(THE RECORDS Opens)
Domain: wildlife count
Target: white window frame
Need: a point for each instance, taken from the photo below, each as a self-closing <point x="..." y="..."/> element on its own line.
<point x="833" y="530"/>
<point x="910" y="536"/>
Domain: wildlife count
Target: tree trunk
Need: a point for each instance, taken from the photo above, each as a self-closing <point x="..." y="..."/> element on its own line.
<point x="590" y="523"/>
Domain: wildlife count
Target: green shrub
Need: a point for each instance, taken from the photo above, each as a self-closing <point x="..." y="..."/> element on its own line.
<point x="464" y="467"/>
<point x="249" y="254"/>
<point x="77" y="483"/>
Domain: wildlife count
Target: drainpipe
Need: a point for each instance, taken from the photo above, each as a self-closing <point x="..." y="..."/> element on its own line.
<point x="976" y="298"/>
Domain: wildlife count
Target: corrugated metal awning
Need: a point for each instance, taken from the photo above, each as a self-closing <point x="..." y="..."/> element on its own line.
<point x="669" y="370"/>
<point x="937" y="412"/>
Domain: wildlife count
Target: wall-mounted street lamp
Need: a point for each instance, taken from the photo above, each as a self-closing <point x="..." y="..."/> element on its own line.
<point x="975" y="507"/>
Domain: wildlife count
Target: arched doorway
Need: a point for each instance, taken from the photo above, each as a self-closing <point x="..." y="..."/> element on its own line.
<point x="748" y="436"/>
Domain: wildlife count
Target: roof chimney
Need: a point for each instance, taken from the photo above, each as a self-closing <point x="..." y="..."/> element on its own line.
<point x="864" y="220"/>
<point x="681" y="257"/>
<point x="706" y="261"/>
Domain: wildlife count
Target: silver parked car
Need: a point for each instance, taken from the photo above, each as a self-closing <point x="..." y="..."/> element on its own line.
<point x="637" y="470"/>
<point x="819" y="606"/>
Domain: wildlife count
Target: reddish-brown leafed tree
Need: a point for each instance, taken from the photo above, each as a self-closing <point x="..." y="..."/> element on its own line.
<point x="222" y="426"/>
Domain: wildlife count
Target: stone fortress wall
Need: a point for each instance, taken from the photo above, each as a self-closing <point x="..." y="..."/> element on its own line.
(THE RECORDS Closes)
-- YOUR OBJECTIVE --
A verbatim copy of all the records is to be produced.

-- ANSWER BELOW --
Domain: wildlife count
Target: white window frame
Need: a point for each instance, taken from the photo below, each as a self-closing <point x="..." y="..."/> element on its own line.
<point x="833" y="530"/>
<point x="910" y="536"/>
Domain: wildlife count
Target: tree trunk
Need: a point for each instance, taken from the photo above, each as a self-closing <point x="..." y="..."/> element on its own line.
<point x="590" y="523"/>
Domain: wildlife count
Target: green shrub
Need: a point for each instance, taken from the photo above, each as a self-closing <point x="..." y="..."/> element on its own line.
<point x="464" y="467"/>
<point x="249" y="254"/>
<point x="77" y="483"/>
Domain: wildlife count
Target: drainpipe
Need: a point for each instance, taken from the photo above, each as a self-closing <point x="..." y="..."/> element on its own line.
<point x="976" y="298"/>
Domain: wildlife count
Target: corrugated metal awning
Need: a point for each instance, taken from the photo above, each as a self-closing <point x="..." y="..."/> element on its own line.
<point x="669" y="370"/>
<point x="937" y="412"/>
Domain: wildlife count
Target: wall-mounted street lamp
Need: a point for each instance, taken from the photo above, each as a self-closing <point x="..." y="..."/> element on its own line.
<point x="975" y="507"/>
Domain: wildlife count
Target: arched doorway
Need: a point for each instance, taken from the photo above, each as a self-closing <point x="..." y="..."/> element on its own line.
<point x="748" y="436"/>
Domain: wildlife count
Target: roof chimney
Need: a point for each instance, taken from the photo above, each as a self-closing <point x="..." y="..."/> element on its own line.
<point x="864" y="220"/>
<point x="681" y="257"/>
<point x="706" y="261"/>
Domain: wildlife count
Target: silver parked car
Need: a point for each instance, taken from the photo above, each as a self-closing <point x="..." y="..."/> element on its own line.
<point x="637" y="470"/>
<point x="819" y="606"/>
Domain: wildlife count
Target: reddish-brown leafed tree
Need: a point for each instance, taken from the photo above, each as a self-closing <point x="..." y="..."/> element on its own line.
<point x="222" y="426"/>
Domain: wildlife count
Target: stone fortress wall
Need: a point for each instance, taken from the photo above, each as a self-closing <point x="..." y="..."/> element on its own line.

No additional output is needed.